+++ Selected excerpt +++

# GastoML

## Mount Colab

once the account is mount check your drive route

In [1]:
%load_ext autoreload
%autoreload 2

In [2]:
from google.colab import drive
drive.mount("/content/drive")
# cd to a folder in your Drive - in my case is this route
%cd '/content/drive/Othercomputers/Mi portátil/gastroml/src'

Mounted at /content/drive
/content/drive/Othercomputers/Mi portátil/gastroml/src


In [3]:
# Check working directory
!ls

 args.py				   my_checkpoint.pth.tar
 build_vocab.py				   __pycache__
 data_loader.py				   runs
 demo.ipynb				   sample.py
'gastroML - ImageCaptioning.ipynb'	   test_greedy_gencaps.pkl
 gastroML-train.ipynb			   train.py
'gastroML-train -Test conv models.ipynb'   utils
 model.py				   utils_imgTocap.py
 modules


In [4]:
# imports

import os
import numpy as np
import pandas as pd
import spacy
import torch
import torch.nn as nn
import torch.optim as optim
import torchvision.models as models
from torch.nn.utils.rnn import pack_padded_sequence, pad_sequence
from torch.utils.data import Dataset, DataLoader
import torchvision.transforms as transforms
from PIL import Image
from torch.utils.tensorboard import SummaryWriter

In [5]:
from utils_imgTocap import save_checkpoint, load_checkpoint, print_examples

In [6]:
!python -m spacy download en &> /dev/null

### Load dataset

1 - Load database and create vocab based on https://www.youtube.com/watch?v=9sHcLvVXsns

2 - Model based on https://www.youtube.com/watch?v=y2BaTt1fxJU

In [48]:
# begin code taken from https://www.youtube.com/watch?v=9sHcLvVXsns
spacy_en = spacy.load("en_core_web_sm")
class Vocabulary:
    def __init__(self, freq_threshold):
        self.itos = {0: "<PAD>", 1: "<SOS>", 2: "<EOS>", 3: "<UNK>"}
        self.stoi = {"<PAD>": 0, "<SOS>": 1, "<EOS>": 2, "<UNK>": 3}
        self.freq_threshold = freq_threshold
    def __len__(self):
        return len(self.itos)

    def tokenize(self, text):
        return [tok.text.lower() for tok in spacy_en.tokenizer(text)]

    def build_vocab(self, sentence_list):
        frequencies = {}
        idx = 4

        for n,sentence in enumerate(sentence_list):
            if n % 1000 == 0:
                print("Tokenizing caption %d" % n)

+++ Source data +++

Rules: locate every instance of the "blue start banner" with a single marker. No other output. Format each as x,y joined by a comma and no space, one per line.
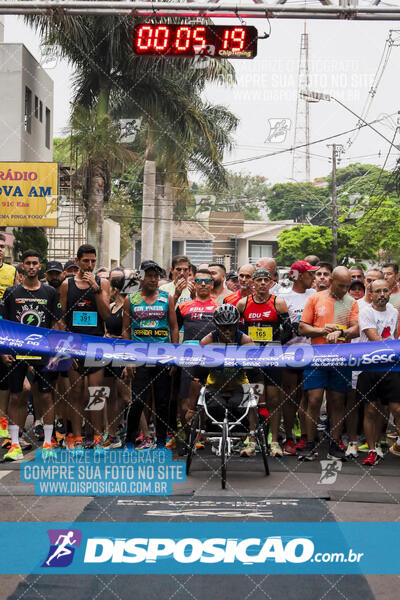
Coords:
201,548
26,341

+++

In the GastoML notebook, why is `!ls` run in cell In [3]? Answer in one to three sentences.

> **Result for this task**:
`!ls` is run to check the working directory, as the cell's comment "# Check working directory" says. It follows the note "once the account is mount check your drive route": after Drive is mounted and the notebook changes into the gastroml/src folder, the listing confirms the route is right.